PROBLEM DETAILS: Copy every line that contains the string "Nesting" from the entries below.

(Dataset records)
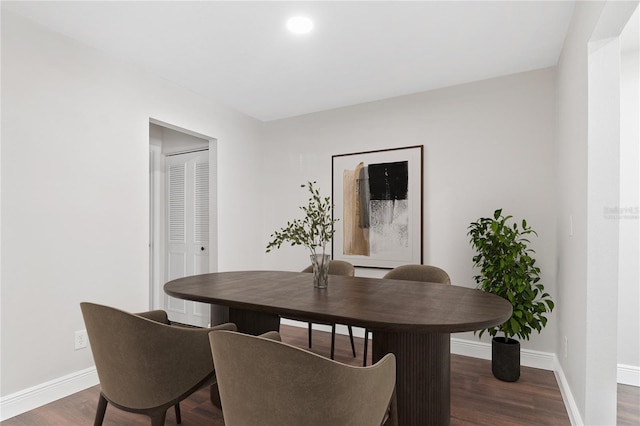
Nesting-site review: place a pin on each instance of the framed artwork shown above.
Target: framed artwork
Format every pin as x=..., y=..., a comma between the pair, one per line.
x=377, y=198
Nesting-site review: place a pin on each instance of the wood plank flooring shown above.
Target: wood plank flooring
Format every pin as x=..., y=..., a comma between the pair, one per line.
x=477, y=398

REPLY TO THE EXERCISE:
Nesting-site review: place a pin on each instance of the framed artwork shown above.
Nesting-site review: place a pin on each instance of the wood plank flooring shown above.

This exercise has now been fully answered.